Copy nothing but the text: reproduce each line of the listing exactly and leave the pictures out.

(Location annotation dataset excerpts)
• • • • •

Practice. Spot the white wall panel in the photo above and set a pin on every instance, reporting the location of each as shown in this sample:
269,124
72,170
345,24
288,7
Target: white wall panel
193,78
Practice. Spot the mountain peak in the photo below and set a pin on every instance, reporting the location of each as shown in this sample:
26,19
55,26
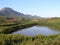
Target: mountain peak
6,9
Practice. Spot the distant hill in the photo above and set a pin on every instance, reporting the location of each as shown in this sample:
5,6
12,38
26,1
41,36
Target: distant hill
9,12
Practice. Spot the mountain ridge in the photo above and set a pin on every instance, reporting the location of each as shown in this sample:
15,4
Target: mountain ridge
9,12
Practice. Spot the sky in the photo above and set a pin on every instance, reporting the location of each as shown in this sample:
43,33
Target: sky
42,8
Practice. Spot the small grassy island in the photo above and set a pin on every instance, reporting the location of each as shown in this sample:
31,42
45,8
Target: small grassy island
7,27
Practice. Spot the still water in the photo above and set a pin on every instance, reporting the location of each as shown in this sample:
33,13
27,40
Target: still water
36,30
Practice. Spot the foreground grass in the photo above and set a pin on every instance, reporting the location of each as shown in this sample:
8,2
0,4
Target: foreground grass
16,39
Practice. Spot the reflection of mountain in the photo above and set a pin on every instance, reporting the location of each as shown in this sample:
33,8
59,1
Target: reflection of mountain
8,12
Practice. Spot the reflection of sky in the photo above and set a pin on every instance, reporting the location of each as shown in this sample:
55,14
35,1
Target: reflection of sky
35,30
44,8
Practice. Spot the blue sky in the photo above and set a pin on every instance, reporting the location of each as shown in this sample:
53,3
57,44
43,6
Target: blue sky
43,8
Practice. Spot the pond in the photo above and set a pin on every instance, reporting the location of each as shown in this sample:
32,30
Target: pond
36,30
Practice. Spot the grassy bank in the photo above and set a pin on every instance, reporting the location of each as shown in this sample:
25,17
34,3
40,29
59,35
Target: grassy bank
9,28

• • • • •

Problem solution:
Practice. Spot the white wall panel in the photo above and set a pin on every instance, reporting the location of each as shown in this sample:
269,124
72,170
345,24
288,7
Target: white wall panel
193,78
Practice. Spot the mountain peak in the photo below and set a pin on every instance, reporting the location of each as shown in this sample:
26,19
55,26
Target: mountain peak
6,9
Practice. Spot the distant hill in the photo above and set a pin on every instance, reporting the location of each as shown in this sample:
5,6
12,38
26,1
41,36
Target: distant hill
9,12
Practice. Spot the mountain ridge in the photo above and set a pin on every instance, reporting the location of each as shown in this sample:
15,4
Target: mountain ridge
9,12
Practice. Spot the sky in the photo above and set a pin on every instance, reporting the location of each as shown in this sample:
43,33
Target: sky
42,8
Practice. Spot the small grassy island in the photo above and set a pin on every instance, reporting the location of each as shown in this sample:
31,42
45,8
Target: small grassy island
7,27
Practice. Spot the still water in the photo above and set a pin on every instance, reporting the location of each as shown in this sample:
33,13
27,40
Target: still water
36,30
Practice. Spot the foreground grass in the photo above and set a pin on every instance, reporting the location of each as shown in this sample:
8,2
0,4
Target: foreground grass
16,39
Practice. Spot the reflection of mountain in the photo above and set a pin on every instance, reporting the location of each as shown in this sample:
33,8
59,1
Target: reflection of mountain
8,12
Practice. Spot the reflection of sky in the photo above and set a pin on every instance, reporting the location of each as shown in this sample:
55,14
35,1
Target: reflection of sky
35,30
44,8
Practice. Spot the blue sky in the photo above and set a pin on every instance, reporting the location of each as shown in this sample:
53,3
57,44
43,6
Target: blue sky
43,8
Practice. Spot the pond in the photo above and set a pin on every instance, reporting the location of each as shown in this sample:
32,30
Target: pond
36,30
Practice. Spot the grassy bank in the photo above and set a pin on every instance, reporting the location of each as shown in this sample:
25,17
34,3
40,29
59,35
Target: grassy bank
9,28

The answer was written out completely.